» **Exercise instructions**
This task calls for every line of the material to be output verbatim.

» **Material for the task**
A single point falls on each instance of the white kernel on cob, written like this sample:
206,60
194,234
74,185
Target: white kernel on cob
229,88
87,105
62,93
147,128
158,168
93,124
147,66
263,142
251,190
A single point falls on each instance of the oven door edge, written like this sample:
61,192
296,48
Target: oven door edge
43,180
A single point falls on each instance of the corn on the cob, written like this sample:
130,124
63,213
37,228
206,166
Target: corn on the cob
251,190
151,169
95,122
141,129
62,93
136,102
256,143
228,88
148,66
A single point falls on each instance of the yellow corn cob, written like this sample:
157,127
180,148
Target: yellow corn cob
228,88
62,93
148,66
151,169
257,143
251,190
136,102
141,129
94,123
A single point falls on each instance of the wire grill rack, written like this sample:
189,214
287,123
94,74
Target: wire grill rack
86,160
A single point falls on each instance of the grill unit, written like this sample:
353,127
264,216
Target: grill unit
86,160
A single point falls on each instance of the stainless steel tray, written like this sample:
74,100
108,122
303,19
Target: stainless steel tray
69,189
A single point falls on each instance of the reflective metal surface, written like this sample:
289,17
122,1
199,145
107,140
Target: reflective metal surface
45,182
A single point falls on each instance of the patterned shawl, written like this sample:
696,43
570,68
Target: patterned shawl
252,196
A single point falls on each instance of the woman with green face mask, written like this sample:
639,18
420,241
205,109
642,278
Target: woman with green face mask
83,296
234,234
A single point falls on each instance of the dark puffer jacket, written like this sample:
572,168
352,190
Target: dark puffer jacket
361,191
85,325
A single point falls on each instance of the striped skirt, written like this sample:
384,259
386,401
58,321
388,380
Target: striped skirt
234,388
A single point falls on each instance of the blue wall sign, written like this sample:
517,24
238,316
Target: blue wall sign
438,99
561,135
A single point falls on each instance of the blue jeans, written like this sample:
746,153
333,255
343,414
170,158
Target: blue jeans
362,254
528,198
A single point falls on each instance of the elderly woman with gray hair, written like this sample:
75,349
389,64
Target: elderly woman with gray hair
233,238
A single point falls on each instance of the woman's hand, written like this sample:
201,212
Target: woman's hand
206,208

» **Expected answer**
A single point falls on each instance of the white kernel on cob, written like this sample:
206,60
194,234
74,185
Target: white kernel on cob
229,88
87,105
62,93
147,128
158,168
93,124
147,66
263,142
251,190
A single point falls on each instance of the oven door edge, written like this sample:
61,192
296,48
Target: oven door edge
43,180
A single point falls on each instance of the corn on the cob, written like this sample:
130,124
63,213
37,228
206,166
Target: corn on the cob
251,190
151,169
95,122
141,129
62,93
136,102
256,143
228,88
148,66
A single point falls on each instance of the yellow corn cob, written like this sample:
157,127
180,148
Target: yellow corn cob
228,88
62,93
148,66
151,169
257,143
251,190
136,102
141,129
94,123
A single point falls on each instance of the wire grill rack, written like this sample:
189,214
287,123
94,74
Target: wire grill rack
86,160
A single point falls on each instance of the grill unit, written like this sample:
353,127
264,216
Target: grill unit
86,160
A single point falls on each instance of the stainless steel tray, written like this sample:
74,100
108,122
303,19
Target: stainless steel tray
69,189
A single point falls on each instance of the reflective metal surface, written like this sample:
289,17
122,1
199,145
107,140
Target: reflective metal surface
45,182
A single point falls on each instance of the patterned shawl, written like this sample:
696,43
570,68
Target: patterned shawl
252,196
A single point falls on each instance of the woman with green face mask, written like this sample:
639,18
420,241
205,109
642,278
Target: woman with green face mask
83,296
234,234
A single point falls on each instance of the dark puffer jacket, written like this sample:
572,168
352,190
Target: dark puffer jacket
361,191
85,325
A single point falls on each instance of the striped skirt, written like this sample:
384,259
386,401
58,321
388,380
Target: striped skirt
234,388
A single point falls on each instance of the blue wall sign, written like this sample:
517,24
238,316
Target: blue wall sign
438,99
561,135
A single point falls on each instance of the blue jeans, written like this sample:
746,153
333,255
343,414
170,158
Target: blue jeans
362,254
528,198
A single point falls on each instance of the elderly woman with gray hair, written like this sample:
75,349
389,64
Target: elderly woman with gray hair
233,238
A single point falls on each instance of the woman's hand, written like this sample:
201,212
Target: woman's hand
206,208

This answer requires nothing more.